_Instructions_:
• A. According to the railway charging provisions, by what date must the Commission adopt measures on calculating the cost directly incurred from operating the train?
• B. Translate this sentence from the railway charging provisions into Spanish: "The infrastructure manager may decide to gradually adapt to those modalities during a period of no more than four years after the entry into force of those implementing acts."

_Document segment_:
2. Member States shall require the infrastructure manager and the operator of service facility to provide the regulatory body with all necessary information on the charges imposed in order to allow the regulatory body to perform its functions as referred to in Article 56. The infrastructure manager and the operator of service facility shall, in this regard, be able to demonstrate to railway undertakings that infrastructure and service charges actually invoiced to the railway undertaking pursuant to Articles 30 to 37 comply with the methodology, rules and, where applicable, scales laid down in the network statement.

3. Without prejudice to paragraph 4 or 5 of this Article or to Article 32, the charges for the minimum access package and for access to infrastructure connecting service facilities shall be set at the cost that is directly incurred as a result of operating the train service.

Before 16 June 2015, the Commission shall adopt measures setting out the modalities for the calculation of the cost that is directly incurred as a result of operating the train. Those implementing acts shall be adopted in accordance with the examination procedure referred to in Article 62(3).

The infrastructure manager may decide to gradually adapt to those modalities during a period of no more than four years after the entry into force of those implementing acts.

4. The infrastructure charges referred to in paragraph 3 may include a charge which reflects the scarcity of capacity of the identifiable section of the infrastructure during periods of congestion.

[Rows of box annotation data]
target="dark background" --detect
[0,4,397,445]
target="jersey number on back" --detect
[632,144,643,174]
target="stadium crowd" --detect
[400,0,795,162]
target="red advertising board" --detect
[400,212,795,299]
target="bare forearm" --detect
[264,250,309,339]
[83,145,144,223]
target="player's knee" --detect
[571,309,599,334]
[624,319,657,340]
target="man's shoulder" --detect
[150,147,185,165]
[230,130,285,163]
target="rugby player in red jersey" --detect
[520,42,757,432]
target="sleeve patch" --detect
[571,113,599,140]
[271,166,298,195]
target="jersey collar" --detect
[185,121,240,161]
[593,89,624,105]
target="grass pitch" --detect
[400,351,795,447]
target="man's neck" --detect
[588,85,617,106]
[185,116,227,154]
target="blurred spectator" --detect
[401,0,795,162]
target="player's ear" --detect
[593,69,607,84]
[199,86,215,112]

_Correct answers_:
• A. Before 16 June 2015.

• B. El administrador de infraestructuras podrá decidir adaptarse gradualmente a dichas modalidades durante un período no superior a cuatro años tras la entrada en vigor de dichos actos de ejecución.